● Dataset:
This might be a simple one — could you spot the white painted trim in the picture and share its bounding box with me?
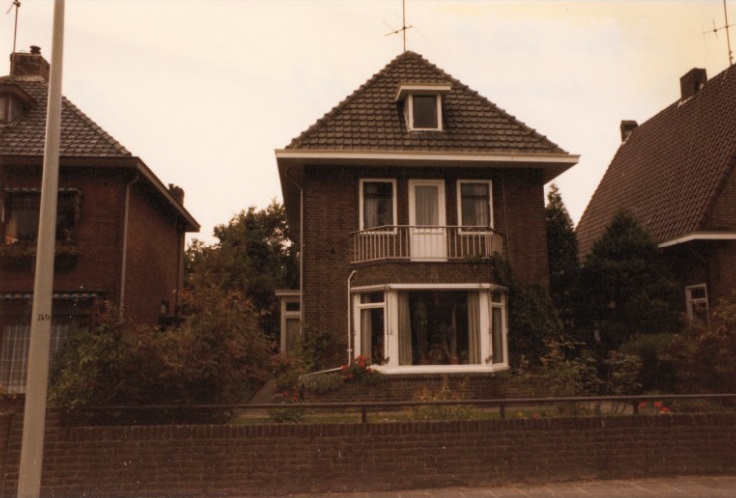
[358,178,398,233]
[659,232,736,247]
[275,149,580,166]
[404,92,444,131]
[371,363,509,374]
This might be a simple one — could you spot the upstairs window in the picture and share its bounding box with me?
[360,180,396,230]
[458,180,493,227]
[2,189,79,244]
[411,95,440,130]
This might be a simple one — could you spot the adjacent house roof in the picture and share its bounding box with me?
[0,76,132,157]
[286,51,565,154]
[576,66,736,256]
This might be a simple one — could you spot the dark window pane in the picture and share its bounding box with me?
[412,95,439,129]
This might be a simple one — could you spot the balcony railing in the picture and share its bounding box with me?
[350,225,503,263]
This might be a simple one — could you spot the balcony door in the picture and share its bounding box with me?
[409,180,447,261]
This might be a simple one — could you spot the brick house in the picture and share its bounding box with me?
[276,51,577,374]
[0,47,199,391]
[576,66,736,318]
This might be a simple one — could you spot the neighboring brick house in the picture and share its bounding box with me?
[0,47,199,391]
[576,66,736,318]
[276,52,577,373]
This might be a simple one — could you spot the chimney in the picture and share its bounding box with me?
[621,119,639,142]
[10,45,49,82]
[680,67,708,100]
[169,183,184,206]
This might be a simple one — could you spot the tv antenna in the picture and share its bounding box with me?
[386,0,414,52]
[703,0,734,66]
[5,0,20,53]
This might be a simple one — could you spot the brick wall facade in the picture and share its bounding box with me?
[302,166,548,358]
[0,408,736,497]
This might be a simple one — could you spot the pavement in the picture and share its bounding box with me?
[290,475,736,498]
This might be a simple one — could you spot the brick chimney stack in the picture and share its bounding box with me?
[621,119,639,142]
[10,45,49,82]
[169,183,184,206]
[680,67,708,100]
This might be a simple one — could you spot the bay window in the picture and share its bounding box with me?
[353,284,508,373]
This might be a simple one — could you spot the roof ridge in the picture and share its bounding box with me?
[61,95,133,156]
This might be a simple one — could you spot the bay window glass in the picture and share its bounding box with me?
[459,181,492,227]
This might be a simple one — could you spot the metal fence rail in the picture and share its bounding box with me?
[69,393,736,424]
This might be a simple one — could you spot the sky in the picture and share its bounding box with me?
[0,0,736,243]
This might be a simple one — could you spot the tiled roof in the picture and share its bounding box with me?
[286,51,565,154]
[0,76,131,157]
[576,62,736,256]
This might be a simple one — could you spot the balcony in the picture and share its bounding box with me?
[350,225,503,263]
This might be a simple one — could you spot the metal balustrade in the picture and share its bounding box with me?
[350,225,503,263]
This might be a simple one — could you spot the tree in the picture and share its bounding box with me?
[577,211,679,350]
[187,200,299,340]
[545,184,580,332]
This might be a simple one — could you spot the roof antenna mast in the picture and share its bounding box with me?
[386,0,414,52]
[5,0,20,53]
[703,0,733,66]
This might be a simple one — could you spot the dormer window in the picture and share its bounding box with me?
[396,84,450,131]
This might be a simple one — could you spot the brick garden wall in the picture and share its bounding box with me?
[0,408,736,497]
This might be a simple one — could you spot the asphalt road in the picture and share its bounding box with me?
[290,476,736,498]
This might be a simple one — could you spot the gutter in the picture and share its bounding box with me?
[118,173,141,320]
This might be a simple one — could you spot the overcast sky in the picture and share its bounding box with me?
[0,0,736,243]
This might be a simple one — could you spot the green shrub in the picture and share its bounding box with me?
[411,377,475,420]
[619,334,675,392]
[663,295,736,393]
[299,373,344,394]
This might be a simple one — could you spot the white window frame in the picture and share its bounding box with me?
[456,179,494,234]
[406,92,444,131]
[353,289,389,358]
[358,178,398,233]
[352,284,509,374]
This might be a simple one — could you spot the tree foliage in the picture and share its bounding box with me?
[50,289,271,416]
[545,184,580,330]
[187,200,299,340]
[492,255,562,366]
[577,211,679,351]
[664,294,736,393]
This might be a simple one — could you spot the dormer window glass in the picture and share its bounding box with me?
[411,95,441,130]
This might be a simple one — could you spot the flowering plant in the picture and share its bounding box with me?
[340,355,380,383]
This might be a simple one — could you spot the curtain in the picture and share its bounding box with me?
[0,324,67,393]
[397,292,412,365]
[461,183,491,227]
[414,185,440,226]
[468,291,480,365]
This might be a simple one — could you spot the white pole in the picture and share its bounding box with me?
[18,0,64,498]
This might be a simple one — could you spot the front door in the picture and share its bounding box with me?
[409,180,447,261]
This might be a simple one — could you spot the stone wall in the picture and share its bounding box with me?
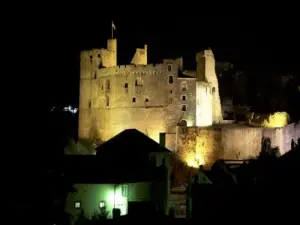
[79,61,196,142]
[176,124,300,168]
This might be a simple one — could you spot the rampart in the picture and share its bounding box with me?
[176,124,300,168]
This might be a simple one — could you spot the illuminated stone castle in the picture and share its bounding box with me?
[79,39,300,167]
[79,39,222,149]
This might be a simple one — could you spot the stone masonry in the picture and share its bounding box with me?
[79,39,222,150]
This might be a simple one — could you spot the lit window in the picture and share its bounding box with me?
[181,81,187,91]
[106,96,109,107]
[74,202,80,209]
[169,76,173,84]
[106,80,110,90]
[99,201,105,208]
[122,184,128,197]
[135,77,144,86]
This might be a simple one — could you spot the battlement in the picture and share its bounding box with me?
[98,63,177,76]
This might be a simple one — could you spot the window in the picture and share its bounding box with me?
[74,202,80,209]
[181,81,187,91]
[99,201,105,208]
[106,80,110,90]
[169,76,173,84]
[106,96,109,107]
[121,184,128,197]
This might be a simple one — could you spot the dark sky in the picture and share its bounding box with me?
[26,16,299,106]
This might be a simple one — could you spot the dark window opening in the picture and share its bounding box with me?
[106,96,109,106]
[106,80,110,90]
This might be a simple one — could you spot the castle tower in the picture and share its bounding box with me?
[196,49,223,123]
[107,39,118,66]
[131,45,148,65]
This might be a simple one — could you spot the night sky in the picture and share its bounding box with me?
[24,16,299,107]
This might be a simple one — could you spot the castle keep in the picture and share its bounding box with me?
[79,39,300,167]
[79,39,222,147]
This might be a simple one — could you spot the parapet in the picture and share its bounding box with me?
[98,64,171,76]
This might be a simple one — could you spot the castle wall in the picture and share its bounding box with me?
[196,50,223,123]
[176,124,300,168]
[79,61,196,146]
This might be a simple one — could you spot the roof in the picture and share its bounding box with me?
[63,155,164,184]
[96,129,171,155]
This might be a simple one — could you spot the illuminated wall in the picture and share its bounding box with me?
[248,112,289,128]
[65,183,151,222]
[196,49,223,123]
[176,124,300,168]
[196,81,213,127]
[78,50,196,147]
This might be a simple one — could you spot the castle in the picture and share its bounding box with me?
[79,39,300,168]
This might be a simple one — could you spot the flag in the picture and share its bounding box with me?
[111,21,116,30]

● Exercise: Copy the records starting with the line that contains "the white window" and continuing through the line that contains "[352,284,509,374]", keeping every line unchanged.

● Exercise answer:
This might be a simple one — could you spot the white window frame in the picture and share its bounding box with me?
[456,179,494,234]
[406,92,444,131]
[353,289,389,358]
[358,178,398,233]
[352,284,509,374]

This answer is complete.